### MATERIAL FOR THIS TASK
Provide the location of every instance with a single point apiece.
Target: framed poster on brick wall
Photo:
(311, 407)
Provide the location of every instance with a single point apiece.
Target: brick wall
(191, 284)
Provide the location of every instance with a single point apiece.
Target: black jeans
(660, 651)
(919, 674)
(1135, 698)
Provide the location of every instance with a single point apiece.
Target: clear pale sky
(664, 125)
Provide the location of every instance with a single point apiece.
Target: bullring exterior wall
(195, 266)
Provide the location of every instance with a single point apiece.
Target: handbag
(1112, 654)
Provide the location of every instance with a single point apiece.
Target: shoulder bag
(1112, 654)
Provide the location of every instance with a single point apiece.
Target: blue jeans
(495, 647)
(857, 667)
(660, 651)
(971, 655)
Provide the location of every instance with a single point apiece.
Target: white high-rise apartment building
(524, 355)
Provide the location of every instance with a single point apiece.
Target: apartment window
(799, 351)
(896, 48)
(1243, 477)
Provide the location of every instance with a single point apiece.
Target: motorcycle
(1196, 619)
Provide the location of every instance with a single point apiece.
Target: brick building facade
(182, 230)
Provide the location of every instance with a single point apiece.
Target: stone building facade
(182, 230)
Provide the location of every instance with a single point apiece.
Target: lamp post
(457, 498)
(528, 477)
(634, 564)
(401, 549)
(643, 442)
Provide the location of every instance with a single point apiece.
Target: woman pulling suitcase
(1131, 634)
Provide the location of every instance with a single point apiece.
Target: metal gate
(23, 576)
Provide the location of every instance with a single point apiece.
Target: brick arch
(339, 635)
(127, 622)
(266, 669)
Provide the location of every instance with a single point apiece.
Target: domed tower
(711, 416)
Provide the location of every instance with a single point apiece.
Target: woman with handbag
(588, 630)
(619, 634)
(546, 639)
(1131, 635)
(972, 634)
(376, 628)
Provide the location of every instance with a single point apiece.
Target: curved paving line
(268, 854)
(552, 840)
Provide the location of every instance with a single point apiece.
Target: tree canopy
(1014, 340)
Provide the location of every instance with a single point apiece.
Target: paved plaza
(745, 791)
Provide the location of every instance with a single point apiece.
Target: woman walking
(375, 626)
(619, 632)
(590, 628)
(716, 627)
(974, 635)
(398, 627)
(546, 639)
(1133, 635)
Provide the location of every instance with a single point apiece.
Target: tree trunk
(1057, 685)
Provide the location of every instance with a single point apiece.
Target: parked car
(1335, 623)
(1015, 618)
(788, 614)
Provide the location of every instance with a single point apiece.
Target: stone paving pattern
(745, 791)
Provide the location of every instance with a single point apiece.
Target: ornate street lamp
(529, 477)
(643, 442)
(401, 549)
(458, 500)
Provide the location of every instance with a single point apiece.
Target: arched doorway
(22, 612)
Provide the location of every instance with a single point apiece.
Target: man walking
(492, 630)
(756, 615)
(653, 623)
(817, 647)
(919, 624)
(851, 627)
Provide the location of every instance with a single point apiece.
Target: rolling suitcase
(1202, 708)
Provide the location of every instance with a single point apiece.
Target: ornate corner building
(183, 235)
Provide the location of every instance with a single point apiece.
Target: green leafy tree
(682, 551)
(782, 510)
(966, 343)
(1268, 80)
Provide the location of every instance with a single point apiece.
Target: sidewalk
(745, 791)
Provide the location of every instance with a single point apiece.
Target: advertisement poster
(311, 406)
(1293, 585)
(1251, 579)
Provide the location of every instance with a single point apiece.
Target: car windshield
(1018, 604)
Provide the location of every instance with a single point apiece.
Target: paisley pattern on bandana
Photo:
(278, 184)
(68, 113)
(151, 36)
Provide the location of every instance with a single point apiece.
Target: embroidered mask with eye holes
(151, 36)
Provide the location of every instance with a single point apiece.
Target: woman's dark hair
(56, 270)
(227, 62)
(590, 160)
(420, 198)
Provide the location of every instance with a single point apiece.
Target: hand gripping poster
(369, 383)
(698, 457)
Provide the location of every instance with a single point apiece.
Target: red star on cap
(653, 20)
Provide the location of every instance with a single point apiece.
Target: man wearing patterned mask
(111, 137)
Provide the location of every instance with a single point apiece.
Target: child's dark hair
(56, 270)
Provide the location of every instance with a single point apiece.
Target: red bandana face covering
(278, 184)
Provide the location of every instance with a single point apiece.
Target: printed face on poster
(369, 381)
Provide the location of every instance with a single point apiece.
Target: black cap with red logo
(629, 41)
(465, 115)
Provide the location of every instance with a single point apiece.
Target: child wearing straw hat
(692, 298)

### WHAT IS ASKED
Every record above should be output exactly.

### CORRECT ANSWER
Provide the location of every instance with a single point apiece.
Target: framed poster on brick wall
Photo:
(311, 407)
Provide the location of every instance with a single point apiece.
Target: brick wall
(191, 284)
Provide the location of every instance with a single point apiece.
Target: black jeans
(660, 651)
(919, 674)
(1135, 698)
Provide the location of every instance with a single point apiece.
Target: clear pale sky
(664, 125)
Provide the location of every instance with a single point apiece.
Target: bullring exterior wall
(195, 266)
Provide the location of every instance with a single point apiece.
Target: handbag
(1112, 654)
Provide the location of every instance with a single point apiece.
Target: shoulder bag
(1112, 654)
Provide the location of every instance with a single point apiece.
Target: blue jeans
(495, 647)
(857, 667)
(660, 651)
(971, 655)
Provide the location of every instance with a single point apiece.
Target: white high-rise apartment building
(524, 355)
Provide the location of every instance with a single point apiece.
Target: apartment window
(799, 351)
(896, 48)
(1243, 477)
Provide the location of every instance with a single point apiece.
Target: motorcycle
(1196, 619)
Provide the location of every instance with a single point apiece.
Target: brick building facade
(182, 230)
Provide the location of every instance with a single point apiece.
Target: stone building facade
(182, 230)
Provide the location of every instance with a single point apiece.
Target: lamp post
(457, 498)
(528, 477)
(634, 564)
(401, 549)
(643, 442)
Provide the location of every instance with a single point apiece.
Target: woman pulling suitcase
(1131, 634)
Provide the location of every instance with a single point apiece.
Target: metal gate
(23, 576)
Provide the location of every instance with a single point apiece.
Target: brick arch
(339, 635)
(127, 622)
(266, 669)
Provide the location of every instance with a single point apiece.
Target: domed tower
(711, 416)
Provide the location of every instance with a single point apiece.
Target: woman with handbag
(588, 630)
(619, 634)
(546, 639)
(1131, 635)
(972, 634)
(376, 628)
Provide the location of every instance with a single point apiece.
Target: curved paving line
(268, 854)
(552, 840)
Provide the location of every instance with a single point apiece.
Target: tree canopy
(1014, 340)
Provide the location of every instance with a single point apiece.
Target: paved plaza
(745, 791)
Provide the location of every instance with a single point apiece.
Target: woman walking
(375, 626)
(619, 632)
(590, 628)
(716, 627)
(974, 635)
(398, 627)
(546, 639)
(1133, 635)
Provide the location of every instance with a single point apiece.
Target: tree trunk
(1057, 685)
Provide the location of every instance with a single point apiece.
Target: parked car
(1335, 623)
(1015, 618)
(788, 614)
Provide the location of every instance with a single point apiece.
Target: stone paving pattern
(745, 791)
Provide the location of every instance with a single point apiece.
Target: ornate street lamp
(529, 477)
(643, 442)
(401, 549)
(458, 500)
Provide the location of every instance with a single point apiece.
Target: arched doorway
(22, 612)
Provide the location of every instance with a single point apiece.
Target: man walking
(492, 630)
(756, 615)
(653, 623)
(817, 647)
(919, 624)
(851, 627)
Provide the location of every instance with a single point apiece.
Target: rolling suitcase
(1202, 708)
Provide the location of every instance with a single point apiece.
Target: ornate corner building
(183, 235)
Provide the location of every instance with a single point apiece.
Target: green leafy tree
(682, 551)
(782, 510)
(966, 343)
(1268, 80)
Provide the location of every instance with a single point apiece.
Target: sidewalk
(745, 791)
Provide the location of every instance with a single point apiece.
Target: advertisement poster
(311, 406)
(1293, 585)
(1251, 579)
Provide the location of every instance with a single point apiece.
Target: car windshield
(1018, 604)
Provide the location of every instance with a single point apiece.
Target: paisley pattern on bandana
Photo:
(278, 184)
(68, 113)
(151, 36)
Provide the location of every instance with a single point apiece.
Target: embroidered mask with eye holes
(151, 36)
Provide the location of every instance with a single point apiece.
Target: woman's dark hair
(56, 270)
(227, 62)
(590, 160)
(420, 198)
Provide the location of every instance with a single point apiece.
Target: hand gripping poster
(369, 383)
(698, 457)
Provide the location of every instance with a single point apiece.
Target: red star on cap
(653, 20)
Provide the location of every instance with a single point apiece.
Target: man wearing patterned mask
(111, 137)
Provide the location of every instance with a single point apiece.
Target: child's dark hair
(56, 270)
Provide the location of every instance with a single point apiece.
Target: red bandana face covering
(278, 184)
Provide the location of every instance with a single point apiece.
Target: printed face on poster
(369, 381)
Provide the location of every instance with a single point apiece.
Target: black cap with red logo
(629, 41)
(465, 115)
Provide the location of every instance with a single point apiece.
Target: child wearing straw hat
(692, 298)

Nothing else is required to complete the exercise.